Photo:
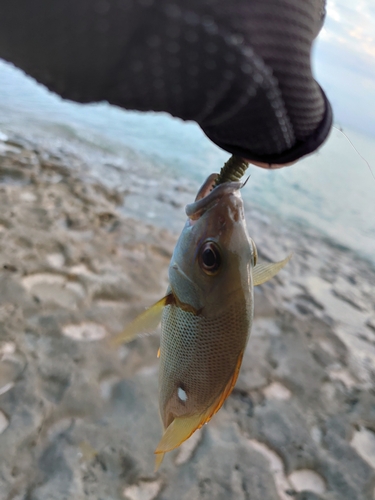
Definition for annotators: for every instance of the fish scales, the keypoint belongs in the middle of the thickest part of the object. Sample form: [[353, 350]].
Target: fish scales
[[206, 314], [199, 354]]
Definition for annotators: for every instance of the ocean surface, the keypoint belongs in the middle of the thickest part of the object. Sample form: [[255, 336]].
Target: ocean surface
[[332, 190]]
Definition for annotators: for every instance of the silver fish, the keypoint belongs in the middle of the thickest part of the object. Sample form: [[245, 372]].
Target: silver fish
[[206, 315]]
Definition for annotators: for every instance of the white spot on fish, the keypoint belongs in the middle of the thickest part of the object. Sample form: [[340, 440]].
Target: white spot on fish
[[181, 394]]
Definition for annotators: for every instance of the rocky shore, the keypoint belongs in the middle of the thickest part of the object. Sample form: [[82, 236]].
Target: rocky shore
[[79, 420]]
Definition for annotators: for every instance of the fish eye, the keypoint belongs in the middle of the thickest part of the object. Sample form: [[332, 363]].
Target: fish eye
[[209, 258]]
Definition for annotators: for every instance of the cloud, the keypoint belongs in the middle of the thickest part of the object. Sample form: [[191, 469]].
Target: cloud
[[344, 61]]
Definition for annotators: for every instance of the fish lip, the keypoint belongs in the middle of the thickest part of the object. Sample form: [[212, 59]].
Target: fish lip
[[196, 209]]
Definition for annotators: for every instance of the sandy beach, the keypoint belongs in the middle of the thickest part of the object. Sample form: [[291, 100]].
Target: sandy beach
[[79, 420]]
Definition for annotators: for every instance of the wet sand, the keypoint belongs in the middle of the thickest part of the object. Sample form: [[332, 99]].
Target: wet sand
[[79, 420]]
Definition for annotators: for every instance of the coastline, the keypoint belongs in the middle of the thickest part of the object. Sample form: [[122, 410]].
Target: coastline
[[79, 420]]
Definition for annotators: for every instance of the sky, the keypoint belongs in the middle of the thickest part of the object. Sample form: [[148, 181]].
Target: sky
[[344, 62]]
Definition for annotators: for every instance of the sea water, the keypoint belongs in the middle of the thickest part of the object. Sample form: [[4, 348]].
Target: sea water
[[332, 190]]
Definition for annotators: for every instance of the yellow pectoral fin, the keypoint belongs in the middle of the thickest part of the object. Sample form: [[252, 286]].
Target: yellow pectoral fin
[[183, 427], [264, 272], [145, 322]]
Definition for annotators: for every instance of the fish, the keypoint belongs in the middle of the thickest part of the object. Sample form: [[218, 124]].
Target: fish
[[207, 313]]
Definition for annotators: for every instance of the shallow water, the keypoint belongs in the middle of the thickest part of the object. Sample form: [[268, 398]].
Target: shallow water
[[333, 190]]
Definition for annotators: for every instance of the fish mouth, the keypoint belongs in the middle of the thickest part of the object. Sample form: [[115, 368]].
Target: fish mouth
[[209, 196]]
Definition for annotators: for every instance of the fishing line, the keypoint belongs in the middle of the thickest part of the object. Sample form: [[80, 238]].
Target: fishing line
[[356, 150]]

_ _ _

= Task requirements =
Render the material above as a two-column CSV with the headers "prompt" and "points", one row per answer, pairing it with the text it answers. Put each value in one double-quoted field, replace line breaks with spaces, and leave the pictures out.

= Solution to the problem =
prompt,points
"Photo: Definition for annotators: for every instance of the fish scales, the keypoint belongs in the middle of the thickest part of the object. Sample form: [[353, 350]]. Target: fish scales","[[206, 314], [199, 354]]"
"Definition for annotators: for every instance of the ocean surface, the keypoint belongs in the middle of the thickest part of the object. Sample form: [[255, 336]]. Target: ocean surface","[[332, 190]]"
"Definition for annotators: for every instance of the silver fish, the keypoint belongs in the middle of the thickest part of the object. Sample form: [[245, 372]]. Target: silver fish","[[206, 315]]"
"Definition for annotators: for every instance of the white spot on fish, the keypoint belongs in the middle of the thickest part of the object. Sample form: [[340, 440]]. Target: white spot on fish","[[181, 394]]"
"Definition for annotators: for every instance of the rocky shore, the keypoint belongs in the middle of the thickest part of the object. Sample form: [[82, 236]]. Target: rocky shore","[[79, 420]]"
"Definition for annotators: for every instance of the fish eye, the keypoint belongs in the middle of the thickest part of the object. Sample form: [[332, 363]]. Target: fish eye","[[209, 258]]"
"Definition for annotators: for every instance of the cloud, the keypoint belongs in the middle of the thickest part of the object. Sample form: [[191, 469]]. Target: cloud","[[344, 61]]"
"Definition for annotators: for every instance of the fish lip, the keypoint belongs in the middle of the thickest part of the object. Sample form: [[212, 59]]. Target: fish lip","[[196, 209]]"
"Definition for annotators: for every instance of the sandy beach, the keypoint belongs in the middle of the thickest part of the object. Sample form: [[291, 100]]. Target: sandy beach","[[79, 420]]"
"Definition for annotators: for every instance of the wet sand, the keypoint belongs in the middle of the thickest part of the object. Sample form: [[332, 99]]. Target: wet sand","[[79, 420]]"
"Definition for annotators: for every instance of the coastline, the keypoint belongs in the middle of the thickest part of the object. Sample form: [[122, 410]]. Target: coastline","[[79, 420]]"
"Definition for annotators: for every instance of the sky, the keypoint belongs in the middle of the thickest part of the object. Sample form: [[148, 181]]. Target: sky","[[344, 62]]"
"Definition for annotators: for every instance of the sea water, the keypoint belongs in the middle of the thickest part of the object. Sample form: [[4, 348]]. Target: sea water","[[332, 190]]"
"Definition for annotators: for every instance of the yellow pectoral fin, the keypoint belongs in the middle of the thickest part of the object. Sample form: [[252, 286]]. Target: yellow pectoral fin","[[183, 427], [264, 272], [145, 322]]"
"Definition for annotators: for every instance of the fish, the keypoint belongs in the middle of the thickest part of the object. Sample form: [[218, 124]]. Target: fish","[[207, 313]]"
"Definition for annotators: for every instance of the shallow water, the keypoint belongs in the middle of the thickest part of the object. Sample form: [[268, 398]]. Target: shallow water","[[333, 190]]"
"Definition for annotators: for every instance of the fish mouth, the keypoint belongs in the middle of the thickest part of the object. Sample form: [[115, 368]]. Target: fish mouth","[[209, 196]]"
"Definition for annotators: for every instance of the fishing line, the keypoint belongs in the middle of the thickest part of the object. Sample form: [[80, 238]]. Target: fishing line","[[356, 150]]"